• [The problem] Rewrite the rows between the line holding "One point belongs to each instance of the mist" and the line holding "[[287, 214]]", inclusive, requests and all, and offset every coordinate in the answers by -10.

# start of Task inputs

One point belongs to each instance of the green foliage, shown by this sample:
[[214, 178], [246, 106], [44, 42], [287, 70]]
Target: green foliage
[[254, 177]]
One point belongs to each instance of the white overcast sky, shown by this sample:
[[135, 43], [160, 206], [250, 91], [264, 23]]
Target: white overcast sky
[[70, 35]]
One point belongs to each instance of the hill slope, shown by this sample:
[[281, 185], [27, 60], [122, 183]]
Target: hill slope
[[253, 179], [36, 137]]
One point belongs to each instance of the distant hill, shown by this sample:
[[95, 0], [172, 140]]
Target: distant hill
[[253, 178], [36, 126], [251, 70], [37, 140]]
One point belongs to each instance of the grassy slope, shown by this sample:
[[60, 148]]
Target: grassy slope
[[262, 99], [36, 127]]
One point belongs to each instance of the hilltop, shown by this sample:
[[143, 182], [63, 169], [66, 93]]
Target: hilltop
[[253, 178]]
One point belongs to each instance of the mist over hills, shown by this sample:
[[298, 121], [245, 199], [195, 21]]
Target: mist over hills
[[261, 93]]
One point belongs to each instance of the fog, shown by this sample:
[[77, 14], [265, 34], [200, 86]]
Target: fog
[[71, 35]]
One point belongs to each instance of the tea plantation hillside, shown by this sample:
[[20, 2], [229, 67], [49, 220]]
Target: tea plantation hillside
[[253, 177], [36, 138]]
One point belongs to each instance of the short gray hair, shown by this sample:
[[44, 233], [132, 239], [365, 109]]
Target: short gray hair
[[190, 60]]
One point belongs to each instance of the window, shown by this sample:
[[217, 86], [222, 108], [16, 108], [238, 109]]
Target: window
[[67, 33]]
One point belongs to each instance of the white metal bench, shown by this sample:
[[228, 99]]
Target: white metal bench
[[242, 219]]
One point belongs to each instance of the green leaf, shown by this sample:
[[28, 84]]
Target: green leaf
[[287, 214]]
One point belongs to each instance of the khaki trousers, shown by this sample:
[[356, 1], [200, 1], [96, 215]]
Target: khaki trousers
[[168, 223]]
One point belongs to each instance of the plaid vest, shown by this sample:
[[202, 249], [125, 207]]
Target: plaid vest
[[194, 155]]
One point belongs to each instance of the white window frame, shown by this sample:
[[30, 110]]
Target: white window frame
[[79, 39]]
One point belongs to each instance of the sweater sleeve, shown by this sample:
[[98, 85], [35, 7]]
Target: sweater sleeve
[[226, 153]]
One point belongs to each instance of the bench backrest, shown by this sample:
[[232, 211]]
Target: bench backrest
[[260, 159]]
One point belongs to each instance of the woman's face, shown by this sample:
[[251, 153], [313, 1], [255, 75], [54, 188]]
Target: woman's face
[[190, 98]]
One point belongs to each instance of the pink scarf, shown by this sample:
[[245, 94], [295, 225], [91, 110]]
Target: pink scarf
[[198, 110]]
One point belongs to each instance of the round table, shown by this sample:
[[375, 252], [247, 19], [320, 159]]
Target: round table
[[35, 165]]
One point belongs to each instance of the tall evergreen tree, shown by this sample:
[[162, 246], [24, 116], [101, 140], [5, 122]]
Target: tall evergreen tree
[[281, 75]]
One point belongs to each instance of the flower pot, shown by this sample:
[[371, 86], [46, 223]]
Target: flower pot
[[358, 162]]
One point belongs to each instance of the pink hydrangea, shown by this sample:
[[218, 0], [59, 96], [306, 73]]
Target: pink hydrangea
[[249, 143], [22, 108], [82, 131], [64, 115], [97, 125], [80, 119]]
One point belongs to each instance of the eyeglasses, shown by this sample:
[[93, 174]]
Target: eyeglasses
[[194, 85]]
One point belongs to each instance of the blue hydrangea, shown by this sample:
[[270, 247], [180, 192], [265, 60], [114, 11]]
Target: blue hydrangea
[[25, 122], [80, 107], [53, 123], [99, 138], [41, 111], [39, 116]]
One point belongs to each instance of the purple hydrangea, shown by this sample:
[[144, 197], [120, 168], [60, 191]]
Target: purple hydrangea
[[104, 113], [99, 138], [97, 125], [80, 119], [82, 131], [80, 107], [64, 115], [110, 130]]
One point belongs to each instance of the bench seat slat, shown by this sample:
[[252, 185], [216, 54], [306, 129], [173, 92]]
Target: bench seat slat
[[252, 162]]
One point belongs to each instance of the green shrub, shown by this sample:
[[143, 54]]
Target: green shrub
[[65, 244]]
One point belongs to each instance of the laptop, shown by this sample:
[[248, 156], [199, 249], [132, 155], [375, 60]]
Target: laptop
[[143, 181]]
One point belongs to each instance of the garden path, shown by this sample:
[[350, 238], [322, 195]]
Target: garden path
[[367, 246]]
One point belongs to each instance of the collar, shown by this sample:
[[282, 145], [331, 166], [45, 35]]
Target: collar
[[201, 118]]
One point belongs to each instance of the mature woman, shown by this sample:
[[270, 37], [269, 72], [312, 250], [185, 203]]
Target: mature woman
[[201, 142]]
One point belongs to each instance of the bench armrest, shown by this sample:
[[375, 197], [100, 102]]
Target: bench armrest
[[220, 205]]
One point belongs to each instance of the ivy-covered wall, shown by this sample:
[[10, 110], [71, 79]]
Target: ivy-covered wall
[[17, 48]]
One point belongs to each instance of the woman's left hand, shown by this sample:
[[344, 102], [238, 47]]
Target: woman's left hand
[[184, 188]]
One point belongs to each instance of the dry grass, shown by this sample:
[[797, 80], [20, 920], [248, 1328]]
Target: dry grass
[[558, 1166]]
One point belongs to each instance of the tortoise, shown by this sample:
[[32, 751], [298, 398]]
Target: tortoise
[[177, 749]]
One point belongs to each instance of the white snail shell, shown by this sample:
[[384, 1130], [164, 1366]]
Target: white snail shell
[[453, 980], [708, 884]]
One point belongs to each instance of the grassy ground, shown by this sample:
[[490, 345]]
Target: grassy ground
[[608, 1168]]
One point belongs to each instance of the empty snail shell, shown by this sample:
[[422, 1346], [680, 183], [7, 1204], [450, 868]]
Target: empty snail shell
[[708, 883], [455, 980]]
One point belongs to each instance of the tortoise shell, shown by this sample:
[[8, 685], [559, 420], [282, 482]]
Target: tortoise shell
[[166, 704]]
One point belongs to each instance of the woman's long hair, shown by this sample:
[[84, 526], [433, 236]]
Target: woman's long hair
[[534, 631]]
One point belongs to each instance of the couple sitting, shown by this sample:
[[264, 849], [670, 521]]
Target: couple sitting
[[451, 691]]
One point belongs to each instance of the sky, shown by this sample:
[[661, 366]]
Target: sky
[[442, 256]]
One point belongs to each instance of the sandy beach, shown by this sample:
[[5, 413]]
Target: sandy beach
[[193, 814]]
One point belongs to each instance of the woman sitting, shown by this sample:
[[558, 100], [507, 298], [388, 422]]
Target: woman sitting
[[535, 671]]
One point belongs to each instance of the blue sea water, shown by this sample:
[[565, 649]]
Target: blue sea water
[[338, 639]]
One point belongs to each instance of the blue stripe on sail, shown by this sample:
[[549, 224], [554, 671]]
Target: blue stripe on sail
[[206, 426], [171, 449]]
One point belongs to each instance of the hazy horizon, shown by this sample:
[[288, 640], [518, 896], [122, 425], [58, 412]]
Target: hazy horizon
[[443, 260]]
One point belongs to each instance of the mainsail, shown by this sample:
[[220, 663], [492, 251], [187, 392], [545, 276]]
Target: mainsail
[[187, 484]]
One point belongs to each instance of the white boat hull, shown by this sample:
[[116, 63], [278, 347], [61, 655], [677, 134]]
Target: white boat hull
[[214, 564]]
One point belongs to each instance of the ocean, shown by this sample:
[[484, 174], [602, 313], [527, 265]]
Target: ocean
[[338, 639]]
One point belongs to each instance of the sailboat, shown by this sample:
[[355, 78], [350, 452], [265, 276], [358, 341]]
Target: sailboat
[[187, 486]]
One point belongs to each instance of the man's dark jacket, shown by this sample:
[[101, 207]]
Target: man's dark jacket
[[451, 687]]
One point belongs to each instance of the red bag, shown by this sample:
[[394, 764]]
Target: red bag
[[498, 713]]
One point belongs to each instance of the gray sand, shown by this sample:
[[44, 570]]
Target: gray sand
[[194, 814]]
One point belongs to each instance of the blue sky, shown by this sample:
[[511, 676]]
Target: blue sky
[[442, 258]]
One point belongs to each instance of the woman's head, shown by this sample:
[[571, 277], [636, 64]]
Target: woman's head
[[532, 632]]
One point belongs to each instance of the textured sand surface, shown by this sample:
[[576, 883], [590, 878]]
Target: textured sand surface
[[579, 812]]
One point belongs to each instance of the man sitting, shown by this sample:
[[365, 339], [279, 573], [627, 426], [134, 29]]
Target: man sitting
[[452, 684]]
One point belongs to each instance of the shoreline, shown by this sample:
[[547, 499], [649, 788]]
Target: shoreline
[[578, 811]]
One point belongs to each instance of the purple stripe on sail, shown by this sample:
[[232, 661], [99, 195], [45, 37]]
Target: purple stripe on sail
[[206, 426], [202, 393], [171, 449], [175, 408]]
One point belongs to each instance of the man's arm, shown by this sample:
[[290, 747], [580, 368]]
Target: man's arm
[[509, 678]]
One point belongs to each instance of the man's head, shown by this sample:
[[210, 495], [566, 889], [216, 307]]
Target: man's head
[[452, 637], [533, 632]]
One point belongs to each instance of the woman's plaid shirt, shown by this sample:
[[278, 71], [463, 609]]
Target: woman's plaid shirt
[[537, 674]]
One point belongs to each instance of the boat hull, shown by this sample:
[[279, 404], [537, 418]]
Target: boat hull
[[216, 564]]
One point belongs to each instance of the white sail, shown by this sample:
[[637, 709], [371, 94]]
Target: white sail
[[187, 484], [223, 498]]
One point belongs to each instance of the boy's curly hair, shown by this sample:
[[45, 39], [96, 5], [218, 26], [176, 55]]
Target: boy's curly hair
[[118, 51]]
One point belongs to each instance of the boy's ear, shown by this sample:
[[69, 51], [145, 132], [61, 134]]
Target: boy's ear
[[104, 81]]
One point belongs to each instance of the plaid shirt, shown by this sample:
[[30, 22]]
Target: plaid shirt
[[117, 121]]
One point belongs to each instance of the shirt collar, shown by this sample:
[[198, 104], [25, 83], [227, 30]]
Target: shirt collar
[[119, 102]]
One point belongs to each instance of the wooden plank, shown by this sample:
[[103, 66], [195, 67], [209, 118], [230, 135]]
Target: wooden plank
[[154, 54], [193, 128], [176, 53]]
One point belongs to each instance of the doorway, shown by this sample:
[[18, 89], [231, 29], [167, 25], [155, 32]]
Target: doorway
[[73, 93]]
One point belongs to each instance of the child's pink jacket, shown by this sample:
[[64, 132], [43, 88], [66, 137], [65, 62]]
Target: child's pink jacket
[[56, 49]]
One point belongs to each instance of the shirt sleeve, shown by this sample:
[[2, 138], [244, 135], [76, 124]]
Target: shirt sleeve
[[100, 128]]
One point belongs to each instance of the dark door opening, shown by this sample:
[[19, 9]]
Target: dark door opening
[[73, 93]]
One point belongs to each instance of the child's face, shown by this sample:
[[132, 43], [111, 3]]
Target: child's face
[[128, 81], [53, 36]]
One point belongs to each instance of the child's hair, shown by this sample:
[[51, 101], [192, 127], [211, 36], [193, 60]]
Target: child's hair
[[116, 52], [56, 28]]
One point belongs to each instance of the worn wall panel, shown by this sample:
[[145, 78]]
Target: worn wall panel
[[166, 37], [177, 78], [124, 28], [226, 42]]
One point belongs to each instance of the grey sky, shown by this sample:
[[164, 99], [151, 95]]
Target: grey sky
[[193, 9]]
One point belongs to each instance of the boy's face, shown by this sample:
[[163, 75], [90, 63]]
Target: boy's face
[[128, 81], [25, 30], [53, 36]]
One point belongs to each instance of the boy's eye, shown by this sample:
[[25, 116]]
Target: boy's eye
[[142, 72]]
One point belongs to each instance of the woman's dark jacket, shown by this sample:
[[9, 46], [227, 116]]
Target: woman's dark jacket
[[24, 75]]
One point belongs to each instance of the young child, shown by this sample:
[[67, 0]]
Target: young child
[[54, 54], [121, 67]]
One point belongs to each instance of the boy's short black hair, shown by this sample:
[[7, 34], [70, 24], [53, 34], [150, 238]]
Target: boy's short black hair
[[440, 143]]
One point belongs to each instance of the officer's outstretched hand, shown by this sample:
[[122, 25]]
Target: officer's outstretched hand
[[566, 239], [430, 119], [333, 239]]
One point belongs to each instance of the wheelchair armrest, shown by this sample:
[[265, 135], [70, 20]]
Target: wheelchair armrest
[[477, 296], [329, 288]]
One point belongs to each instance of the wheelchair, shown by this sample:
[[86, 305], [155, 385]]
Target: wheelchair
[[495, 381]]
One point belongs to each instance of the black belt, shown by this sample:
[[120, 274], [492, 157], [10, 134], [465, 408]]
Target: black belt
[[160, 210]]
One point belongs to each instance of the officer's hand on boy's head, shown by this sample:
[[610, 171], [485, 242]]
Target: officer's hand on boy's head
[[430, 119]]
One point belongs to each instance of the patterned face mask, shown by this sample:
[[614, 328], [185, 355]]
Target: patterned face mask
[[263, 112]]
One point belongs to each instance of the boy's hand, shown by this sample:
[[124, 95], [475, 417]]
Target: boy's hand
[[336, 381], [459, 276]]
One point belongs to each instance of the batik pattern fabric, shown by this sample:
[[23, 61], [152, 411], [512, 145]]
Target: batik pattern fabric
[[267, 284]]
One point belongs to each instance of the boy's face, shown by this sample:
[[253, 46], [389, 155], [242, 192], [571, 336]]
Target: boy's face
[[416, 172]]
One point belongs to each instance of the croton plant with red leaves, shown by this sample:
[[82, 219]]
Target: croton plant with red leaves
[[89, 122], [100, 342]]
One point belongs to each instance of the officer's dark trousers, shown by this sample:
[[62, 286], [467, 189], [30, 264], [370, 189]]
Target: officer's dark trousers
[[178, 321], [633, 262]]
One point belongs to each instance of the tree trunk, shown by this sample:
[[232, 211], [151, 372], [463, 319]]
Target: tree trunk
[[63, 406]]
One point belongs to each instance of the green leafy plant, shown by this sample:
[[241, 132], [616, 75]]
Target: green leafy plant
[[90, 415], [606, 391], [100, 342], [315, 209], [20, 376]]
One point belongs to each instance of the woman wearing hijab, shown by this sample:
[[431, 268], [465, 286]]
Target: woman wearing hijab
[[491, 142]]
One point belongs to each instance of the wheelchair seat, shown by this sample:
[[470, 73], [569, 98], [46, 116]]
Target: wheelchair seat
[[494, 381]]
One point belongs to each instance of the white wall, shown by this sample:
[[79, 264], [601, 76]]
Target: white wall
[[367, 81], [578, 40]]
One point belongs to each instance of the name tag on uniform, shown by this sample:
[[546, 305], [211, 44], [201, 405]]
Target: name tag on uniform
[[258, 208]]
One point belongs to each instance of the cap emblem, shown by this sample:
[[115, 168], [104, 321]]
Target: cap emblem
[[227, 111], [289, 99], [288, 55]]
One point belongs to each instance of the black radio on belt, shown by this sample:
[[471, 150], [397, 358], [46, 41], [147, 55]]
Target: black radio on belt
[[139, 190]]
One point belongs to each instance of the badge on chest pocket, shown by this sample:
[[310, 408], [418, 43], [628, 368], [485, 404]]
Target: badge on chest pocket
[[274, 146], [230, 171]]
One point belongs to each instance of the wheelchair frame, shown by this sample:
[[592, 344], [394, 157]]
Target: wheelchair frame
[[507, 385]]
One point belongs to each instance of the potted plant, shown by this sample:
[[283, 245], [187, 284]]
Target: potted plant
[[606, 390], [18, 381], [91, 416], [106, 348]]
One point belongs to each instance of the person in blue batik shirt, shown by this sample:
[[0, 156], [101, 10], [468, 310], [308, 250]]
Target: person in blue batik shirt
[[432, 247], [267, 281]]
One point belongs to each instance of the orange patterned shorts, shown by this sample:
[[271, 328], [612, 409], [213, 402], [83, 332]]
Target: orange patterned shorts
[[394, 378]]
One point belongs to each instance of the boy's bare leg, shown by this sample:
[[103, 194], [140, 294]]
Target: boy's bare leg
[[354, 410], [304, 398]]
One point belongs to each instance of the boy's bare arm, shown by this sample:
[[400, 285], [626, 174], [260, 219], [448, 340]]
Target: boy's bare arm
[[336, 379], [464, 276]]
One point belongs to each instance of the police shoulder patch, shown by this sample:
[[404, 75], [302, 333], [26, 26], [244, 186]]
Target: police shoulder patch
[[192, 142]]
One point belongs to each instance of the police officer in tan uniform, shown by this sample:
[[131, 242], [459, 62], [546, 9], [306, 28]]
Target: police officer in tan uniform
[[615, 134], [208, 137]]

# end of Task inputs

• [Correct response]
One point belongs to each instance of the mist over hills, shown by this sample:
[[298, 121], [245, 199], [195, 21]]
Target: mist over hills
[[251, 83]]
One point belongs to each instance of the fog, shown by this sample:
[[77, 14], [265, 34], [200, 86]]
Target: fog
[[61, 25]]
One point belongs to each instance of the tea plantation hillside, shown by this sample:
[[20, 2], [229, 67], [49, 220]]
Target: tea plantation hillside
[[243, 167], [26, 128]]
One point belongs to each instance of the short gray hair, shown by this sample:
[[44, 233], [132, 239], [365, 109]]
Target: short gray hair
[[180, 50]]
One point belongs to each instance of the window, shown by this sample:
[[217, 86], [222, 108], [16, 108], [238, 109]]
Target: window
[[57, 23]]
One point belongs to each instance of the white metal bench, shown by this sample:
[[228, 99]]
Target: white metal bench
[[232, 209]]
One point belongs to each instance of the green leaf, shown by this sample:
[[28, 84]]
Target: green leaf
[[277, 204]]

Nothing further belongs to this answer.